# [Do this]
Count the lines in the listing below that contain the word "child". Reply with that number only.

(Pointing dataset excerpts)
───

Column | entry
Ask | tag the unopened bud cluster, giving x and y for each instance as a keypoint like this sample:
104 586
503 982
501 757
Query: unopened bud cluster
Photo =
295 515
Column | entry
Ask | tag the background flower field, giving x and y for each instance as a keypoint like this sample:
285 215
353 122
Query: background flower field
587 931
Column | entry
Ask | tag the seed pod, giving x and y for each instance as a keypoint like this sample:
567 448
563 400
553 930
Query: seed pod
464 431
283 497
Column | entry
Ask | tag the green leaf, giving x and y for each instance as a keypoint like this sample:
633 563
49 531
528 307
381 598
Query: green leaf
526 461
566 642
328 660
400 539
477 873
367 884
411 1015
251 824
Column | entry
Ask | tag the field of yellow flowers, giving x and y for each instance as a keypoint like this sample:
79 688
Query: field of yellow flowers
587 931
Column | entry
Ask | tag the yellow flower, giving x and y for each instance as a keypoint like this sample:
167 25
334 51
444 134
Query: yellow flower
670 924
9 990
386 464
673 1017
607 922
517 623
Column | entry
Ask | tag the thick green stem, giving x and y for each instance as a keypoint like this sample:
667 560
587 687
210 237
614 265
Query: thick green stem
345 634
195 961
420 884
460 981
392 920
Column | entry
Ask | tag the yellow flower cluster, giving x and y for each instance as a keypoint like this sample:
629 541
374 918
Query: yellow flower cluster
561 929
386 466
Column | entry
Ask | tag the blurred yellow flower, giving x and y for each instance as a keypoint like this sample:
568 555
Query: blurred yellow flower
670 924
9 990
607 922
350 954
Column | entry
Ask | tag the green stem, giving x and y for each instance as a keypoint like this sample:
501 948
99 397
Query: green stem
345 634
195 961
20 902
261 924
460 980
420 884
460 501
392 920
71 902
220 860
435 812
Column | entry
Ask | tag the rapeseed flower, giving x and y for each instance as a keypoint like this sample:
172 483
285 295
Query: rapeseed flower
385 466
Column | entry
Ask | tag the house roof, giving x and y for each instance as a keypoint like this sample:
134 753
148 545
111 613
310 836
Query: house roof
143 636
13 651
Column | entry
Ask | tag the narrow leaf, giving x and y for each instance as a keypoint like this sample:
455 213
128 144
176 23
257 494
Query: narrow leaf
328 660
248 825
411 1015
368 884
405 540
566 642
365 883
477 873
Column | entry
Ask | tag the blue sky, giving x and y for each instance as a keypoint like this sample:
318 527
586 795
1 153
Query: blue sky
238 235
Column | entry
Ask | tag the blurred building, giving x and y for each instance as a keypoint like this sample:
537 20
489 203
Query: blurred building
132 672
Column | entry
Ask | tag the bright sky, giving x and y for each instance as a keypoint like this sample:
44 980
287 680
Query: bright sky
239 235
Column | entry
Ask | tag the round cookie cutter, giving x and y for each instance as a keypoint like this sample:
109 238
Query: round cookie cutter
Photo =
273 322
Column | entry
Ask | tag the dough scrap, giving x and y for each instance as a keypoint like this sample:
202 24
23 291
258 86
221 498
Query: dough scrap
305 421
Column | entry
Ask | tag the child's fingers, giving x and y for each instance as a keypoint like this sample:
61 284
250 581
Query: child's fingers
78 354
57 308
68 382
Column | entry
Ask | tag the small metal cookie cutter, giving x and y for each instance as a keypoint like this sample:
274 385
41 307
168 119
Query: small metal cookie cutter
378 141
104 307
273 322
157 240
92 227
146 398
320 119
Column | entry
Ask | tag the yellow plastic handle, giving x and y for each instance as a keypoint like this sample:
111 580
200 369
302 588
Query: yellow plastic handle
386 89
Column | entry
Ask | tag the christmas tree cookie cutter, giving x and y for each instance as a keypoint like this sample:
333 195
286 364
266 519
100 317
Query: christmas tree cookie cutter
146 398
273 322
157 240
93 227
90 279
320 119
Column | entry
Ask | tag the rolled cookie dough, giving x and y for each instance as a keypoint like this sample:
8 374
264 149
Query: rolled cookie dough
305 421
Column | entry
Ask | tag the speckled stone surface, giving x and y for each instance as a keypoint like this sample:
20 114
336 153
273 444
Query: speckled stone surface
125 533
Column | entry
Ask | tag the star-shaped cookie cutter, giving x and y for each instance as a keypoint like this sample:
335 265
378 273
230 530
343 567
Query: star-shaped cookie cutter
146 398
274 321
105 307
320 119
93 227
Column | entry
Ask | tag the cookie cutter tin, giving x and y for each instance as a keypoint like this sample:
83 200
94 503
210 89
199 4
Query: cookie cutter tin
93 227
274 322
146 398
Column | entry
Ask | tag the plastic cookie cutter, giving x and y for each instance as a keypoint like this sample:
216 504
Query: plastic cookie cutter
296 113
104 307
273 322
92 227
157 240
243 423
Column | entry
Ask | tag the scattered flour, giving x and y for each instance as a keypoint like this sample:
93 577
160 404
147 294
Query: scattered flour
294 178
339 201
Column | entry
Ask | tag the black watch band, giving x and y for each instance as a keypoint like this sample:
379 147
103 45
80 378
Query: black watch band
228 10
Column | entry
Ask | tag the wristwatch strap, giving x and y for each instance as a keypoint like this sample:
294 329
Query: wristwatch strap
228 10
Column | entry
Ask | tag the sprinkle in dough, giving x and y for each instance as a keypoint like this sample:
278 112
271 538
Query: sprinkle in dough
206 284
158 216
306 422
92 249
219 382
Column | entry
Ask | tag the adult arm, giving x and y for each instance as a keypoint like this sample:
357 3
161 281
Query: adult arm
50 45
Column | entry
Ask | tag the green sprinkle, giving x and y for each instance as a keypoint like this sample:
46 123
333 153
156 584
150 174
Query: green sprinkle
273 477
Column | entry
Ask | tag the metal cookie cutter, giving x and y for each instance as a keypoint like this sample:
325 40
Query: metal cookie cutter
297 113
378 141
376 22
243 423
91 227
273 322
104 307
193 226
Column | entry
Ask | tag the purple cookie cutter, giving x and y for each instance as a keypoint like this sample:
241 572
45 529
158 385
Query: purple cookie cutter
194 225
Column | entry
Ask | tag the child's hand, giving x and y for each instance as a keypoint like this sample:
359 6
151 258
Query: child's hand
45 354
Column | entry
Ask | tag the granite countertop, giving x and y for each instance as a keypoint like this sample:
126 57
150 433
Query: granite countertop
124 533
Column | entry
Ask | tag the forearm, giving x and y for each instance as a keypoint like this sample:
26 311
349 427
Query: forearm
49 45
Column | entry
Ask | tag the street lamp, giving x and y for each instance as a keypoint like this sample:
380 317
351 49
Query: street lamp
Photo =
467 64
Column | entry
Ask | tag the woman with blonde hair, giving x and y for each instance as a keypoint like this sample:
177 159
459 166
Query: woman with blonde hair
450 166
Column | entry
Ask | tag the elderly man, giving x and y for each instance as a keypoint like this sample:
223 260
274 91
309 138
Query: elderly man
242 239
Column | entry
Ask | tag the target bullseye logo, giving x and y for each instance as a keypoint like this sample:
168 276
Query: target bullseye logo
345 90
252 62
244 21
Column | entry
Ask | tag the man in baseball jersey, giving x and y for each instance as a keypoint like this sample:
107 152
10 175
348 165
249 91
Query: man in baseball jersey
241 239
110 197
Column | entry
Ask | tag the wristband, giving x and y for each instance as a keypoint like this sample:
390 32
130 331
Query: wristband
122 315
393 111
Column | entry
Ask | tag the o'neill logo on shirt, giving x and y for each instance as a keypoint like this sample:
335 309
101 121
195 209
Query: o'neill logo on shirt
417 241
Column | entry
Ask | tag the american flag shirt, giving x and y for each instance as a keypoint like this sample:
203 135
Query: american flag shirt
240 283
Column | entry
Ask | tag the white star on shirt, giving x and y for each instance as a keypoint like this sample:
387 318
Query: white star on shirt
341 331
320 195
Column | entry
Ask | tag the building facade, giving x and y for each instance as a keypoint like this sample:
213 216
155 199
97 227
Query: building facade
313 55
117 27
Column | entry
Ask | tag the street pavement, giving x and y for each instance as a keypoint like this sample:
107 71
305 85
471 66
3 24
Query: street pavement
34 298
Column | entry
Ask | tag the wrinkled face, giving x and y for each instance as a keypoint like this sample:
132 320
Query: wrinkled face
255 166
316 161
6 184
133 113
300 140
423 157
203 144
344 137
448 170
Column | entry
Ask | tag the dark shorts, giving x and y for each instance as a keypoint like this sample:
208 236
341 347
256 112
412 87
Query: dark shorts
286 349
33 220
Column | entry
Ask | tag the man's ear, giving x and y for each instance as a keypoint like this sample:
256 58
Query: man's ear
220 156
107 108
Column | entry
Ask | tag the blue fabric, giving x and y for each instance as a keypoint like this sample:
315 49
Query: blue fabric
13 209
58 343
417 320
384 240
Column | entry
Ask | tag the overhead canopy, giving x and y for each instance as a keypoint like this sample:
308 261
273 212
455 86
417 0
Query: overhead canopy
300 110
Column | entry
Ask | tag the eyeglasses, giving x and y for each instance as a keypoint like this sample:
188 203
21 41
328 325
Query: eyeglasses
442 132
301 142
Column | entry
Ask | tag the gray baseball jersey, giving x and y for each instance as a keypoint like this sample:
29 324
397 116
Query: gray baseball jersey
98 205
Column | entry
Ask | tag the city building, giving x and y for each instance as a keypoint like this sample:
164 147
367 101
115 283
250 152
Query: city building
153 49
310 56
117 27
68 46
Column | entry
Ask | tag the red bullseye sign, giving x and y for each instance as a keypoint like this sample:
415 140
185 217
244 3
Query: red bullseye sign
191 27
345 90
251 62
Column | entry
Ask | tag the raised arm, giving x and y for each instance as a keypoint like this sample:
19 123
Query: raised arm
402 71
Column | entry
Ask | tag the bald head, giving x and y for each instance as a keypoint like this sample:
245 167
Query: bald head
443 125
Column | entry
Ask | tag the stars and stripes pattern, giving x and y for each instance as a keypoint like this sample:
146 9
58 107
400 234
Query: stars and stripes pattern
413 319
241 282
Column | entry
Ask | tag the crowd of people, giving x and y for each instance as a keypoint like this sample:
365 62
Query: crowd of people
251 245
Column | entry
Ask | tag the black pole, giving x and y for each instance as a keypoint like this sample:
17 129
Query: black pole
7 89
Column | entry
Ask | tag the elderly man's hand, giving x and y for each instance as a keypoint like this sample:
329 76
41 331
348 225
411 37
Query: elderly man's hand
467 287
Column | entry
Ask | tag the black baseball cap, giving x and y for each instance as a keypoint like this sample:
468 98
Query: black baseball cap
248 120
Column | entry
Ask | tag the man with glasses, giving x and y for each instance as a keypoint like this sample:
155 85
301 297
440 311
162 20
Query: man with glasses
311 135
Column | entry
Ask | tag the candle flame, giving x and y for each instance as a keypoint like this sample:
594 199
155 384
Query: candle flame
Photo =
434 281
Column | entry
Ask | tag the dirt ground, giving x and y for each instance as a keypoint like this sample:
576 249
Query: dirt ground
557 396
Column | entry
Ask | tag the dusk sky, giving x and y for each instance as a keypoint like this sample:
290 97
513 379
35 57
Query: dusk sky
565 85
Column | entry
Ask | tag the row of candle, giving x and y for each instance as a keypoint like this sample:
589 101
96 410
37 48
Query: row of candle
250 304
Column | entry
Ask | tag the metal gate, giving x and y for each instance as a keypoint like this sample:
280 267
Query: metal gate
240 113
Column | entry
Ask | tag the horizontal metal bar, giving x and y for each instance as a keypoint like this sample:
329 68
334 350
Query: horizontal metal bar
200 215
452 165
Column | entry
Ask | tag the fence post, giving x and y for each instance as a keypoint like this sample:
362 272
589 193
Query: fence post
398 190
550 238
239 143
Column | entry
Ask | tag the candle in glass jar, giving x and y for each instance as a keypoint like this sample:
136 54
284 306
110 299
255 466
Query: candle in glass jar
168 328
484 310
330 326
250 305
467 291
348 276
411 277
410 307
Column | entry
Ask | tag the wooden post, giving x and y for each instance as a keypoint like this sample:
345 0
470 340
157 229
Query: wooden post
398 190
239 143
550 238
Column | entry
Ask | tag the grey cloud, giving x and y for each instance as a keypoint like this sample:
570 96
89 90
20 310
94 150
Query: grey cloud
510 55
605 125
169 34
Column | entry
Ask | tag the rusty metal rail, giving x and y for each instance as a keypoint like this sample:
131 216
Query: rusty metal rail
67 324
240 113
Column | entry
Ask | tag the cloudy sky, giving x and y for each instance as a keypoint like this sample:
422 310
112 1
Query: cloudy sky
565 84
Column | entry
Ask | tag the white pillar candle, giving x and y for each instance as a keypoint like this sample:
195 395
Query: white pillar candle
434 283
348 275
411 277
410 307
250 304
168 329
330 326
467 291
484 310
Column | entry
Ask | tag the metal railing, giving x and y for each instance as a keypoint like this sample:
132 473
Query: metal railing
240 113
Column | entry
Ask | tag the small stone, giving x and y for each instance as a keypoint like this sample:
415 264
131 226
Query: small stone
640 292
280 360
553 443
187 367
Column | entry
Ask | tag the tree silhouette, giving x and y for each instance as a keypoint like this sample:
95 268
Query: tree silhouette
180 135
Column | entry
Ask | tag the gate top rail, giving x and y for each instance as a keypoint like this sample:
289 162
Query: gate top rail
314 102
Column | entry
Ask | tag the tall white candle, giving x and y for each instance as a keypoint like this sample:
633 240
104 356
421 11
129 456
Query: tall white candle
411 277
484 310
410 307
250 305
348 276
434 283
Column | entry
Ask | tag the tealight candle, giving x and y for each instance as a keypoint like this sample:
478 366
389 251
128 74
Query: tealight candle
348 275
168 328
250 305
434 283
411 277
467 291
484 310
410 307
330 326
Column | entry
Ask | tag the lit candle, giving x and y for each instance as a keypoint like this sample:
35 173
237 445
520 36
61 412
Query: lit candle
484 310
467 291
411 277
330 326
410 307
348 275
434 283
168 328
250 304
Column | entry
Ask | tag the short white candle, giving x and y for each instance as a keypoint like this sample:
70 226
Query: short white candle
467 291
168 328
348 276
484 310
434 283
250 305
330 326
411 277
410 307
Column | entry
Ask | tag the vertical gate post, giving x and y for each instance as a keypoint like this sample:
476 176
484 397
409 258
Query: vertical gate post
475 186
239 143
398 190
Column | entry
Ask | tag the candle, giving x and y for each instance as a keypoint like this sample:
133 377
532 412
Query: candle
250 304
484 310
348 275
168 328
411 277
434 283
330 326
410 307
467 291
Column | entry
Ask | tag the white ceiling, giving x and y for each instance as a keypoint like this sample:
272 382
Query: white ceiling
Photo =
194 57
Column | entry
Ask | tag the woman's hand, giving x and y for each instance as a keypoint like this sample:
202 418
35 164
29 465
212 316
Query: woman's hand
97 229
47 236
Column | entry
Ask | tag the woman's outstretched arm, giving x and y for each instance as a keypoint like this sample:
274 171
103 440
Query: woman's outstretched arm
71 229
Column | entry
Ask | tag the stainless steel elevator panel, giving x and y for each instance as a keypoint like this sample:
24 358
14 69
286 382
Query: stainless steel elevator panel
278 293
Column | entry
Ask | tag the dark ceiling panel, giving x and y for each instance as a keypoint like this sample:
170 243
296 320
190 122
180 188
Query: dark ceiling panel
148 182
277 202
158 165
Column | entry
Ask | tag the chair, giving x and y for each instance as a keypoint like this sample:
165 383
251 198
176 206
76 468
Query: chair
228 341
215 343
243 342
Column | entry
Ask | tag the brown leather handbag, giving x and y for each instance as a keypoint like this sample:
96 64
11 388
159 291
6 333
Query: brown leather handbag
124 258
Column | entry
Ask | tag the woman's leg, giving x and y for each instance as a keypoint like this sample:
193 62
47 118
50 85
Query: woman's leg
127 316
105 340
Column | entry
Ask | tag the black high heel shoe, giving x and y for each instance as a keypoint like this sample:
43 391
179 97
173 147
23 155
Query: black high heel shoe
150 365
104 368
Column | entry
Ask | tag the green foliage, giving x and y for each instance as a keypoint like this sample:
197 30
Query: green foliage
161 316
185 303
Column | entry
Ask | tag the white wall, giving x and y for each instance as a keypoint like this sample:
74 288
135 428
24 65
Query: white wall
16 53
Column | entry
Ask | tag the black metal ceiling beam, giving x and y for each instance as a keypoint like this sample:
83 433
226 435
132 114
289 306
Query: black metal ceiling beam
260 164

───

# [Worked solution]
4